What to do:
Please count the lines in the listing below that contain the word "dashboard" and reply with only that number.

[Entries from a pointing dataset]
((

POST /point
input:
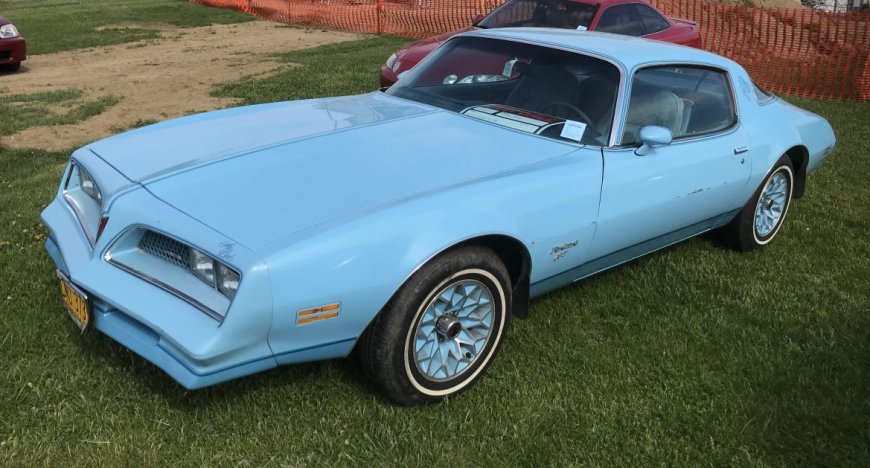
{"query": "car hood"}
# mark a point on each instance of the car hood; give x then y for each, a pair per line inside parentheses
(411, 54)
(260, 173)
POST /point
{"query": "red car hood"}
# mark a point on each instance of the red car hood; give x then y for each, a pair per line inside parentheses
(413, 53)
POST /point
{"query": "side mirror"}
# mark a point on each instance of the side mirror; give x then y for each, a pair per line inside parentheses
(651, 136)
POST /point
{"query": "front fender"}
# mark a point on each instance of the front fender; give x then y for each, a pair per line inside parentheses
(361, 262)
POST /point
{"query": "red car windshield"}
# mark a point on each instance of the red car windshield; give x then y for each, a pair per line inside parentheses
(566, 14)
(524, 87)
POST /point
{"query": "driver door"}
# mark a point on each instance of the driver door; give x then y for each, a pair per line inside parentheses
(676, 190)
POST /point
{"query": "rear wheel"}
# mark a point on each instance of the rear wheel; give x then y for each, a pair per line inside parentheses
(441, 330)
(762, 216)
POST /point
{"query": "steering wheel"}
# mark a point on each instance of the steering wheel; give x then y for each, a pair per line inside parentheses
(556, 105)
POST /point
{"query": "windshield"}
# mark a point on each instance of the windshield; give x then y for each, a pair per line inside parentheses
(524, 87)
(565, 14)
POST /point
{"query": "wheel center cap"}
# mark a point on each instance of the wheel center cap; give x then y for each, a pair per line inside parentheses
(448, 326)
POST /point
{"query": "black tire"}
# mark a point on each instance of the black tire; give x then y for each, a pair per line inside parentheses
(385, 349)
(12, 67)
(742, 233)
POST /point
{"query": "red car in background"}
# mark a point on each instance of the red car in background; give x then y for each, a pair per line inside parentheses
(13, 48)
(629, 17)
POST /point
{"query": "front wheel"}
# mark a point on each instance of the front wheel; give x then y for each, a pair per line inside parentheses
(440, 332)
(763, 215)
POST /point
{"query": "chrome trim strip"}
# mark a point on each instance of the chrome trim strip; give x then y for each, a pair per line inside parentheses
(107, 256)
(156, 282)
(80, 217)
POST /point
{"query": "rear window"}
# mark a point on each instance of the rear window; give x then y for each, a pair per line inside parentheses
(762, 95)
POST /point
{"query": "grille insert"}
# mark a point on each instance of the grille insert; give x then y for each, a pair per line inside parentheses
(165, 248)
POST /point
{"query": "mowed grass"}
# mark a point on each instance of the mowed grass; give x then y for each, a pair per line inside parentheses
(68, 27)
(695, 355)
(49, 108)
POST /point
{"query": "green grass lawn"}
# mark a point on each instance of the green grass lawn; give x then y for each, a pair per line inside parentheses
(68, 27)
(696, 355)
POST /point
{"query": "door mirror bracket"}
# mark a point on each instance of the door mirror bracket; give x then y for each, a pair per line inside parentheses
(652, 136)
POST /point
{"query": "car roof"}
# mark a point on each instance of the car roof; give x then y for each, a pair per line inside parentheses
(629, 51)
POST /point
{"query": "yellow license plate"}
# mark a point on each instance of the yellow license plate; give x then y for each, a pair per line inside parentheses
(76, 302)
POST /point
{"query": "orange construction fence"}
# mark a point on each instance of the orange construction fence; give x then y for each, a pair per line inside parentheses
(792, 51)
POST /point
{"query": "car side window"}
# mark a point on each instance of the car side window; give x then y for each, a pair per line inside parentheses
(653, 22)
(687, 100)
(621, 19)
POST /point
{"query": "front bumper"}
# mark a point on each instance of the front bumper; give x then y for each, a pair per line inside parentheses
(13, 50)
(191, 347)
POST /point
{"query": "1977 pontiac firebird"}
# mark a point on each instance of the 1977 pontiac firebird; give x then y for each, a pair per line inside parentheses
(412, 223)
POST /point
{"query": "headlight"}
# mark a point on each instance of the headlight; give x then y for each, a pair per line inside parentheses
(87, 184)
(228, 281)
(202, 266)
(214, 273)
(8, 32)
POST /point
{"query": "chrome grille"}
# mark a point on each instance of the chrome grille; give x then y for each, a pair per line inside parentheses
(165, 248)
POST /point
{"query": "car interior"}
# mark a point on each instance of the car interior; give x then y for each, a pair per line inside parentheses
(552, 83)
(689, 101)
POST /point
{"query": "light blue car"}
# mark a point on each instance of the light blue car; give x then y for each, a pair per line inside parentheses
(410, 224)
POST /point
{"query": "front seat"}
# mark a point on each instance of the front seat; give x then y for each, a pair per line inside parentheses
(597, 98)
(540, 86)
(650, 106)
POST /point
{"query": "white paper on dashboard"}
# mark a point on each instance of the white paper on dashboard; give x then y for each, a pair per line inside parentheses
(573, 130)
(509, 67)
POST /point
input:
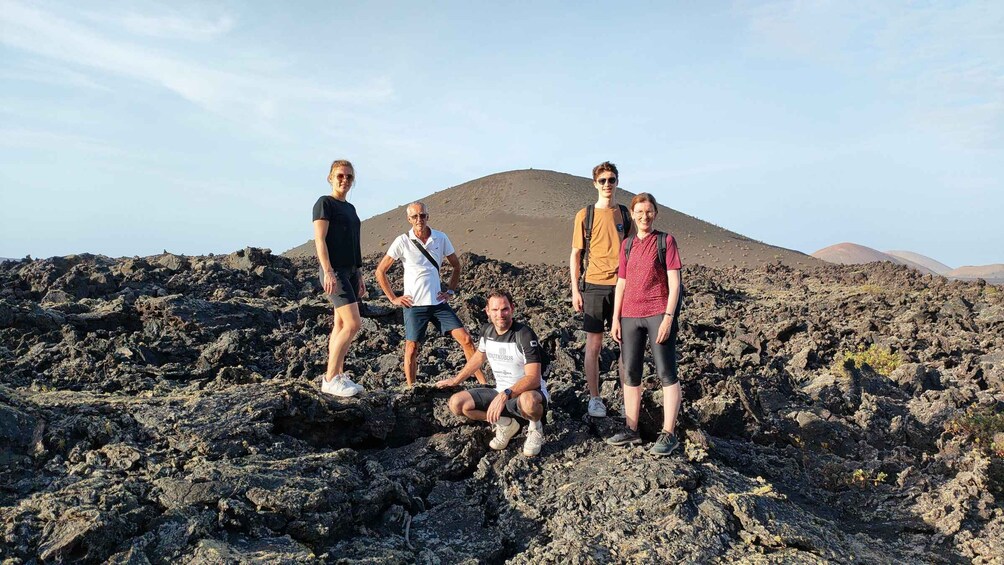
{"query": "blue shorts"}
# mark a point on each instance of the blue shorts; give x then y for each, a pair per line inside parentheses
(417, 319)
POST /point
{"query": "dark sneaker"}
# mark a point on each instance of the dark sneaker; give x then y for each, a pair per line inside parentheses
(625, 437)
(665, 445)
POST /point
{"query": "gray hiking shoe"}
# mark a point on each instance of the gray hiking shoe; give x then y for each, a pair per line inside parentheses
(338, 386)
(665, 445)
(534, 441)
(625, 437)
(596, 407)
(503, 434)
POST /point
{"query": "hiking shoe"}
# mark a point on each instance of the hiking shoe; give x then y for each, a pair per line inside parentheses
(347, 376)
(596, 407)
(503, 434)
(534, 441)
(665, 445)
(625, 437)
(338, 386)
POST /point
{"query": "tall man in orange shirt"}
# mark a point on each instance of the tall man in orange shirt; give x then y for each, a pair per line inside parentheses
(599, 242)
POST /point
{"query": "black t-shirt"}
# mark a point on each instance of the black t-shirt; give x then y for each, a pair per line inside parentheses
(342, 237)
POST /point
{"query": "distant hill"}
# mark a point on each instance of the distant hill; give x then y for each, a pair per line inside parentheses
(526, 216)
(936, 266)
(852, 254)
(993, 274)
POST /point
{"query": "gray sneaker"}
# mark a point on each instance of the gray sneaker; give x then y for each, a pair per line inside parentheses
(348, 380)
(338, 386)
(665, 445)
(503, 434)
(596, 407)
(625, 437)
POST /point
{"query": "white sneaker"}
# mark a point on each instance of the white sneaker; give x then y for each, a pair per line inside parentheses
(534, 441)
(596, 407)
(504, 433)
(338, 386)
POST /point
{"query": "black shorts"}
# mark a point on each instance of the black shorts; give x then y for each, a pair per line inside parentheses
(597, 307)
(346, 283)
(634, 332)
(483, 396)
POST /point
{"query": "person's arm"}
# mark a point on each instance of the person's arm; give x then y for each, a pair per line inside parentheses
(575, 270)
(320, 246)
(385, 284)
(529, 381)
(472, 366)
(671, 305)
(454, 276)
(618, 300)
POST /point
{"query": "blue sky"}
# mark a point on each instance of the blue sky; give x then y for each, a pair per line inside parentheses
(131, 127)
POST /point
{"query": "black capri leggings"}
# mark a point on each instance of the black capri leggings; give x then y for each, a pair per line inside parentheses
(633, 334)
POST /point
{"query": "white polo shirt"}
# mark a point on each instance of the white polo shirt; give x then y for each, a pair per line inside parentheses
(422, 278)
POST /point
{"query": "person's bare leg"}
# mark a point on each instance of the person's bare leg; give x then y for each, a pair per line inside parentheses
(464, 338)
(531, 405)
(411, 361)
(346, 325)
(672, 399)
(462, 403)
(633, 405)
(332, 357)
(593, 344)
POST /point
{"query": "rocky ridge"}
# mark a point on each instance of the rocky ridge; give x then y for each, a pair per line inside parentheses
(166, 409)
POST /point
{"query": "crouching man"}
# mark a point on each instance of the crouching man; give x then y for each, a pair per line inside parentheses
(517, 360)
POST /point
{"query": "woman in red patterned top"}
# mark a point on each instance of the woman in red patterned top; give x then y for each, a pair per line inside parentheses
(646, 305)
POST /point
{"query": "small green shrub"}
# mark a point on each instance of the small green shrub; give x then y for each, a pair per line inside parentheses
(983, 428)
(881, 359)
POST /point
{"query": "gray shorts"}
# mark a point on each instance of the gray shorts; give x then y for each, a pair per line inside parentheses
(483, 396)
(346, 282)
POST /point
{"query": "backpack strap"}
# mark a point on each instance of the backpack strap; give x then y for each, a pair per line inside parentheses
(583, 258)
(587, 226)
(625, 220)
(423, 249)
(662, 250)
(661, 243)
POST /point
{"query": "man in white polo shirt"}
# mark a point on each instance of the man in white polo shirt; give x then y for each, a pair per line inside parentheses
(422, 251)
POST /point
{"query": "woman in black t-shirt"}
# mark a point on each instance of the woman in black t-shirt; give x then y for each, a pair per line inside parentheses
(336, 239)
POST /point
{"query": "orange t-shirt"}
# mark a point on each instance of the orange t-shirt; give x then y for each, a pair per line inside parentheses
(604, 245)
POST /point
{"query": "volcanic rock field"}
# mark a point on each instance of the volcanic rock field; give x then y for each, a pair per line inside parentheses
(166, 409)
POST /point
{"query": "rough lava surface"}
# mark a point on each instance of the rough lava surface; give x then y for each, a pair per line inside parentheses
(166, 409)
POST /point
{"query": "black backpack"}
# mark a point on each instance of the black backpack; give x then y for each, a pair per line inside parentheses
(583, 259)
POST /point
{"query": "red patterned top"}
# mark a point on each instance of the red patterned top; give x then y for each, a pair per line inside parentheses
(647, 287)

))
((

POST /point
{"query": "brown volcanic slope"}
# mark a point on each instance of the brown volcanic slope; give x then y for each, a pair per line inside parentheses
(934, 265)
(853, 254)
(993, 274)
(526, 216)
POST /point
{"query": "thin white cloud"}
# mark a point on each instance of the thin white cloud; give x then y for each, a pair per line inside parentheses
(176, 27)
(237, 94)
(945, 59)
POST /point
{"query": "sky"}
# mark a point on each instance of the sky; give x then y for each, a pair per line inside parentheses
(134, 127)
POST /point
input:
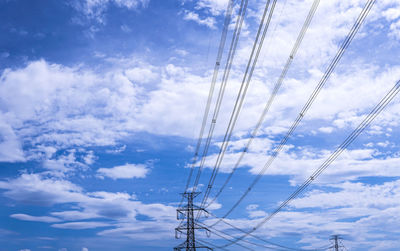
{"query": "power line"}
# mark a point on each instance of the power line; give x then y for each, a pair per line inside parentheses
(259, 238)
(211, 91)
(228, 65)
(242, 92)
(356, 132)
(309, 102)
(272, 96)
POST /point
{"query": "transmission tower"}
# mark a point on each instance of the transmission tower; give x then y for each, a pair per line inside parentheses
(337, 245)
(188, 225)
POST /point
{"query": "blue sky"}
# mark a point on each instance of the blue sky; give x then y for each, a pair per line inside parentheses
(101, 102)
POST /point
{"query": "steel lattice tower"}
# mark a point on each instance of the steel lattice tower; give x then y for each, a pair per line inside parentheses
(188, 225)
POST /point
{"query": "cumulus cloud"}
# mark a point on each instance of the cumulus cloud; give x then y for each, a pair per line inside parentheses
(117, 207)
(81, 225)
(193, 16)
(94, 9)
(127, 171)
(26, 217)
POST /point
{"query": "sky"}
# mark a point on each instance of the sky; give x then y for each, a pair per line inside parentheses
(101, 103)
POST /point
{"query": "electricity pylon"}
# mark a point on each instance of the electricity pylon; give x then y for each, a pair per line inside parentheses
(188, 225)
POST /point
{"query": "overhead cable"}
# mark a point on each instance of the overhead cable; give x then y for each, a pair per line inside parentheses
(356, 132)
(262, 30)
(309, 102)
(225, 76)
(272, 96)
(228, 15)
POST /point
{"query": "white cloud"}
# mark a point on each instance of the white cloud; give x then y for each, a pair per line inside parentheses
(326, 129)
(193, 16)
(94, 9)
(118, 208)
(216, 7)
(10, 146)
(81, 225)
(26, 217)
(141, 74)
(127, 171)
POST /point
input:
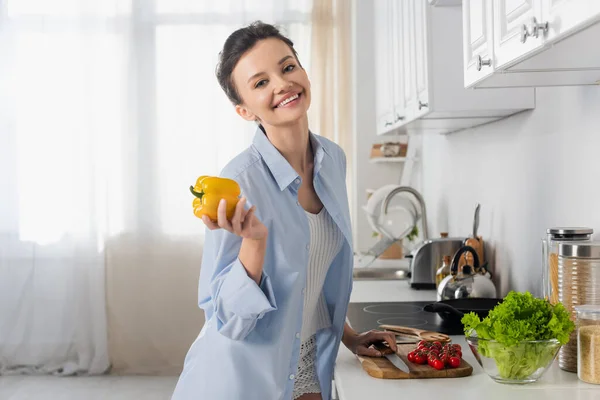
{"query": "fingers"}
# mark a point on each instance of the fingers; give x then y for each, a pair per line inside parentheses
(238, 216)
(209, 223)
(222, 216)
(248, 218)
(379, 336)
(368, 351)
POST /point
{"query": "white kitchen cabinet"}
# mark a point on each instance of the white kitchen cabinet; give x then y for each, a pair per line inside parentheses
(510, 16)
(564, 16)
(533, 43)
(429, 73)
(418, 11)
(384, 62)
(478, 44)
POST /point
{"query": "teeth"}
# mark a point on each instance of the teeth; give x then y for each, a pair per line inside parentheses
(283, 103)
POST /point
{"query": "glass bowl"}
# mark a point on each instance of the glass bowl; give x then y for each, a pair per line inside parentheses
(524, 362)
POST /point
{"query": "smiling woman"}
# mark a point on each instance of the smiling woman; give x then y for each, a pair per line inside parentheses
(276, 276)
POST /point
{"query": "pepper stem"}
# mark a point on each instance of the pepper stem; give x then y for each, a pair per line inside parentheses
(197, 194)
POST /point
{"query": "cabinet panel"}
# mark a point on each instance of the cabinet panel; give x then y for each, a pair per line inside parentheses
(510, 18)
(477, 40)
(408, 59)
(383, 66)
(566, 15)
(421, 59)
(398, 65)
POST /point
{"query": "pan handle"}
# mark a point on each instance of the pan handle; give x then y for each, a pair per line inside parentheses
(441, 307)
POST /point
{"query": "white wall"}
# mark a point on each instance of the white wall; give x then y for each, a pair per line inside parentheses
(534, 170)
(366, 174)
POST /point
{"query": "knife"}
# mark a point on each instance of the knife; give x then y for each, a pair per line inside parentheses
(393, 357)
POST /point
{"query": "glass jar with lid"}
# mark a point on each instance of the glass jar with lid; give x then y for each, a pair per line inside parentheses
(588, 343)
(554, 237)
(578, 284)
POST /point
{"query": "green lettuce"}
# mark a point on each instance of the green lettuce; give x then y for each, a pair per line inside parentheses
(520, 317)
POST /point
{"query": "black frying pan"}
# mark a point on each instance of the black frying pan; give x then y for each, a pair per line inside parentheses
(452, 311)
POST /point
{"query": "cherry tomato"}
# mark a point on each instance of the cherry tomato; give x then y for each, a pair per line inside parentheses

))
((

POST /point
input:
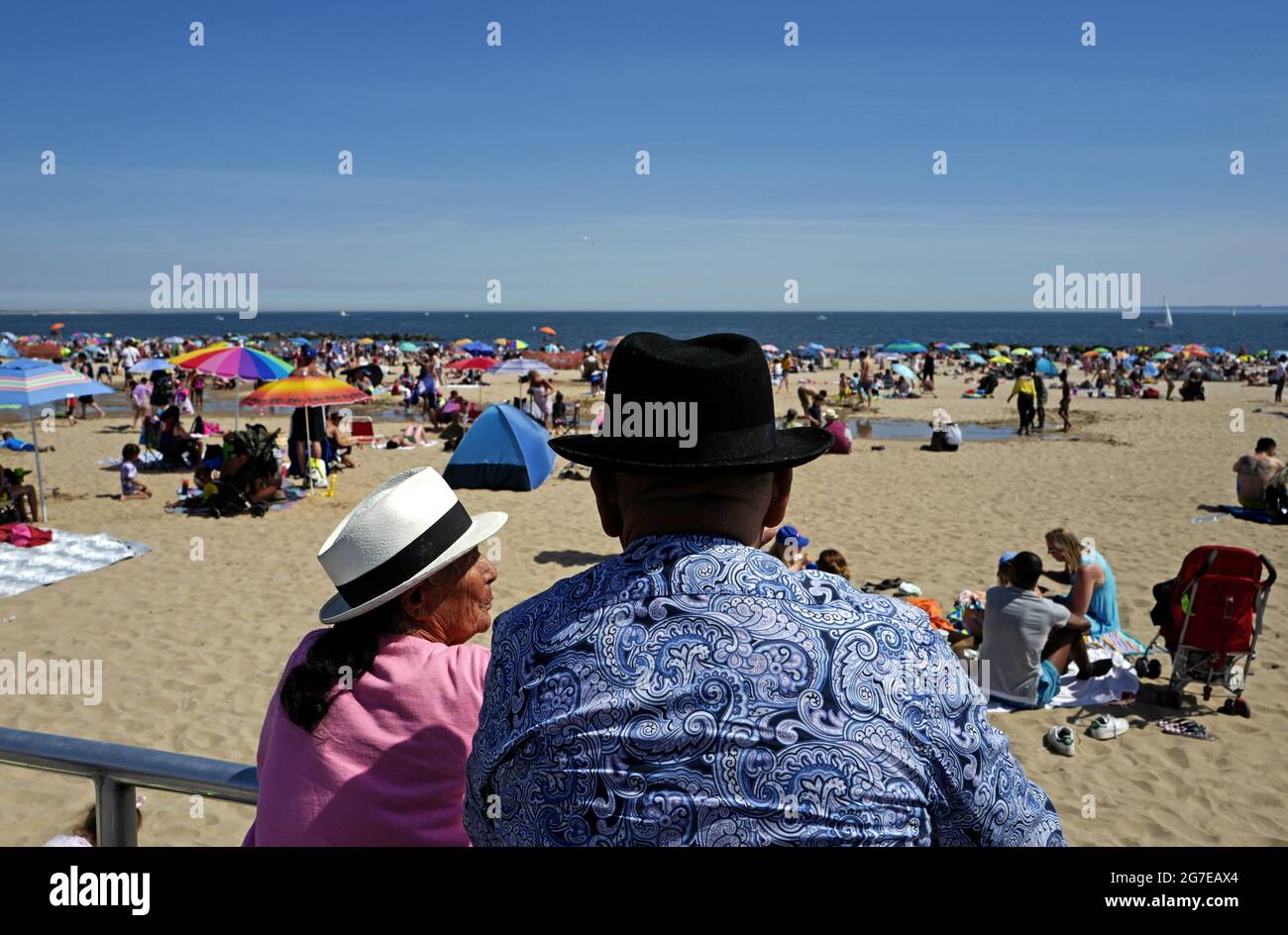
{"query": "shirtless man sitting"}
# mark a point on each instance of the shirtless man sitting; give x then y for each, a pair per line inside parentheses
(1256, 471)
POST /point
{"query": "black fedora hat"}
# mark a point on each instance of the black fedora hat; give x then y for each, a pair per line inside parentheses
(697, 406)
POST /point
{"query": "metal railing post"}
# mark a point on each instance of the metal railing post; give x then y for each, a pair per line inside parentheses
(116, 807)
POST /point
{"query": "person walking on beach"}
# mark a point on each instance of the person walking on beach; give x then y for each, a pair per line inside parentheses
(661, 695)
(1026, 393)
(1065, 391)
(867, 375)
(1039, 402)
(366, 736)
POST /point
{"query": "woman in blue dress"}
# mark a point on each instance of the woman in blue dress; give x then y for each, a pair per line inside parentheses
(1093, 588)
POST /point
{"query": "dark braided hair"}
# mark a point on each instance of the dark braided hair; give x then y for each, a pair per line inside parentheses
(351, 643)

))

Solution to this exercise:
2